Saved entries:
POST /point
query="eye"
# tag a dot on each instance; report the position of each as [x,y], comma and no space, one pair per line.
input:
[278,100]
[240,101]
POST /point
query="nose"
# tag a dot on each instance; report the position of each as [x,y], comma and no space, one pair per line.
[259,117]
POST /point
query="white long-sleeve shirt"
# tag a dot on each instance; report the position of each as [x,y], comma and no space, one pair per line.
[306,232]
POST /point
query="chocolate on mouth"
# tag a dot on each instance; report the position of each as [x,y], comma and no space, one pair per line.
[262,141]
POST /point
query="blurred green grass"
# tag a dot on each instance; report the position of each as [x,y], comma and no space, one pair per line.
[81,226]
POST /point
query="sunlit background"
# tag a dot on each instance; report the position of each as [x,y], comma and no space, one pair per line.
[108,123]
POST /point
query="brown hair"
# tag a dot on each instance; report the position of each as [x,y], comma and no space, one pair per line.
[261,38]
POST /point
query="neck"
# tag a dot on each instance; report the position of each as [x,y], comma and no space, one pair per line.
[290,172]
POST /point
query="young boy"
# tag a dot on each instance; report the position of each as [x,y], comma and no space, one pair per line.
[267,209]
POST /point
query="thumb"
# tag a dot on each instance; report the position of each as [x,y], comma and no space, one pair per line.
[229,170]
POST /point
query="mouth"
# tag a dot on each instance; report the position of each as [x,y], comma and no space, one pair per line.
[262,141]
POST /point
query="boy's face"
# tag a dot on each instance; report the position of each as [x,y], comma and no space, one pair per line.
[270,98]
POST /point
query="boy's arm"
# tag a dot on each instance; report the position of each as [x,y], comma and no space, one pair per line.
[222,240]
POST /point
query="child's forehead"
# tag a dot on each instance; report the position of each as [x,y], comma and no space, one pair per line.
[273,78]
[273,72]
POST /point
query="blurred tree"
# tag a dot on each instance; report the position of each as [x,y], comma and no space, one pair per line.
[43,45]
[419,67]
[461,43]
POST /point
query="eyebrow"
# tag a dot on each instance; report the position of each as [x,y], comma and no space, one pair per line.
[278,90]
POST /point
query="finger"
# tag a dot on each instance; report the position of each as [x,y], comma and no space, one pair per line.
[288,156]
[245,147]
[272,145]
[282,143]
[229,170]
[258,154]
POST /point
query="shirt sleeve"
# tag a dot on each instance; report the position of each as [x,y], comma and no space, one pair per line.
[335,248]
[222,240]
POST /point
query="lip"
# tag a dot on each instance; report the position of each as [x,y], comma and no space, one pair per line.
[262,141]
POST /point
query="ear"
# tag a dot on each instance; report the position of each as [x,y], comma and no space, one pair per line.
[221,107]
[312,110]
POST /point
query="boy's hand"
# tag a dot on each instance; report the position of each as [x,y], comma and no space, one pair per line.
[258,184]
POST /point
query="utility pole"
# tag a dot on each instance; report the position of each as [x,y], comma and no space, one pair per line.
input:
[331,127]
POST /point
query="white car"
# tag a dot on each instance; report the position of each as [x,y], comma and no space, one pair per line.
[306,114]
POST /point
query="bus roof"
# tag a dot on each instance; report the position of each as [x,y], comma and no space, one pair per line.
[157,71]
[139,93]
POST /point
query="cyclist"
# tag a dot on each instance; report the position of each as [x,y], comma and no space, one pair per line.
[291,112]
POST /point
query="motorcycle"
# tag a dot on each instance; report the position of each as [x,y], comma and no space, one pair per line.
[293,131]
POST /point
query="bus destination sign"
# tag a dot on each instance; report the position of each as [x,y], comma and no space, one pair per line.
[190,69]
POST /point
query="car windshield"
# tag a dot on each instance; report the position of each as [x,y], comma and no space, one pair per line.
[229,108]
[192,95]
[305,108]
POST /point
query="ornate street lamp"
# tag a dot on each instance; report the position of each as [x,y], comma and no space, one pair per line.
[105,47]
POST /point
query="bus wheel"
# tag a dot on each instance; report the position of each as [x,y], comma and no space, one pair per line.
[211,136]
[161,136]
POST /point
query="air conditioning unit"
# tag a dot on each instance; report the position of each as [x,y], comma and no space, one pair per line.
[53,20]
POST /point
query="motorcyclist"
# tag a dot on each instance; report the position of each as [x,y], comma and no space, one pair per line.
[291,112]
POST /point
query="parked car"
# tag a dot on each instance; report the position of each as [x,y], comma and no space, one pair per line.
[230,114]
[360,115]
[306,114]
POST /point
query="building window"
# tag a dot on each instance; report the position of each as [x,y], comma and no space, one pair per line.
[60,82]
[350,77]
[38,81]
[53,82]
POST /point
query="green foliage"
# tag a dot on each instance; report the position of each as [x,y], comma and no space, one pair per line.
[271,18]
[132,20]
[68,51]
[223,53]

* _WHAT NEEDS TO BE DONE_: Restate the records above word for word, omitting nothing.

* _RESPONSE TO THE TASK_:
POST /point
query="eye"
# tag a dot on each instance; report the position of each as [x,y], comma and no space, one pair per line.
input:
[278,100]
[240,101]
POST /point
query="nose"
# tag a dot on each instance; report the position of each as [x,y], comma and no space, one pair per line.
[259,117]
POST /point
query="white long-sleeve shirt"
# tag a dot on each instance; report the position of each as [x,y], comma and no space, one pair per line.
[306,232]
POST /point
query="chocolate on mouth"
# tag a dot on each instance; report the position of each as [x,y], comma and no space, one pair per line.
[262,141]
POST /point
query="blurred green grass"
# tag a dot on each instance; report the position of each as [x,y], comma and no space, one pair per line.
[81,226]
POST /point
query="sunlit background"
# tag a dot on each instance; report the position of each as [x,y], comma and no space, one pair per line.
[108,123]
POST /point
query="brown hair"
# tag a dot on each instance; report the position of each as [x,y], comma and no space, one pair per line.
[261,38]
POST /point
query="neck"
# tag a dot on each instance; report the position of each as [x,y], comma and no space, one pair per line.
[290,172]
POST /point
query="young boy"
# tag a dot on each instance; report the position of each as [x,y], comma and no space, one pair per line.
[267,209]
POST /point
query="thumb"
# tag a dot on each instance; report the position of each as [x,y], comma and no space, one pair per line.
[229,170]
POST /point
query="mouth"
# tag a dot on each instance; report the position of each as [x,y], comma and no space, one pair per line.
[262,141]
POST /point
query="boy's face"
# tag a dot on each instance; report the position of each as [x,y], comma and no space, one pair per line.
[270,98]
POST /point
query="boy's arm"
# tag a dot on each instance; report the position of each as [x,y], comma and no space, one pair per line.
[222,240]
POST /point
query="child's forehead"
# tag a dot on each instance; report the position of each as [x,y], comma and no space, one pair per line.
[273,78]
[273,72]
POST /point
query="blurred tree"
# tag a dot on each instance; report the position of each as [x,y], comma and no space, one pair per line.
[43,45]
[419,67]
[461,43]
POST /point
query="eyebrow"
# tag a dot on each instance; report the position of each as [x,y], comma and no space, one pair per line.
[278,90]
POST /point
query="finger"
# tag a dot on each instance; report the position of each as [x,y], comma and no space, one pair per line.
[288,156]
[245,147]
[272,145]
[282,143]
[229,170]
[258,154]
POST /point
query="shirt sleeve"
# tag a dot on each instance; report the position of each as [x,y], comma and no space, one pair per line.
[335,248]
[222,240]
POST /point
query="lip"
# tag a dot on each instance; report the position of each as [x,y], comma and no space, one pair per line.
[262,141]
POST /point
query="ear"
# tag a dot on each instance; report the position of each as [x,y], comma and no space, one pair per line.
[221,107]
[312,110]
POST /point
query="boy's hand"
# tag a dot on each instance; report the position of each as [x,y], comma and no space, one pair per line.
[258,184]
POST /point
query="utility pole"
# tag a dot on each instance; report the position of each as [x,y], comma and no space, one pair per line.
input:
[331,127]
POST /point
query="white car"
# tag a dot on each instance; report the position of each as [x,y], comma and no space, one pair per line.
[306,114]
POST /point
query="bus roof"
# tag a dot on each instance; report the position of each as [x,y], comma and no space, one pair per line.
[157,71]
[139,93]
POST /point
query="cyclist"
# tag a dot on each instance; report the position of each as [x,y], comma and no space, one pair per line.
[291,112]
POST /point
query="motorcycle"
# tag a dot on each instance; report the position of each as [x,y], comma and no space, one pair per line.
[293,131]
POST /point
query="bus destination sign"
# tag a dot on each instance; report the position of each as [x,y], comma and no space, one pair per line.
[190,69]
POST /point
query="car windshield"
# tag a dot on each instance; report the position of each as [x,y], comma and no space, one pair per line.
[229,108]
[192,95]
[305,108]
POST /point
query="ornate street lamp"
# tag a dot on each instance; report the position of each as [x,y], comma and no space, one pair per line.
[105,47]
POST /point
query="bus wheel"
# tag a dot on each instance; report the position of each as [x,y], comma and no space, one pair per line.
[211,136]
[161,136]
POST /point
query="air conditioning unit"
# tag a dot on each instance; report the position of each as [x,y], comma and no space, one pair per line.
[53,20]
POST /point
query="motorcyclist"
# tag a dot on each instance; report the position of each as [x,y], comma and no space, one pair per line.
[291,112]
POST /point
query="parked car"
# tag a dot on each instance; report the position of each as [x,y], comma and no space, one pair per line.
[230,114]
[360,115]
[306,114]
POST /point
query="building window"
# tag a dot on each instance; report the position of each as [x,y], comma and no space, one pair per line.
[60,82]
[350,77]
[38,81]
[53,82]
POST /point
query="green foliage"
# tag a dot on each instance; report the position of each as [x,y], comma and no space, one pair per line.
[271,18]
[132,20]
[68,51]
[223,53]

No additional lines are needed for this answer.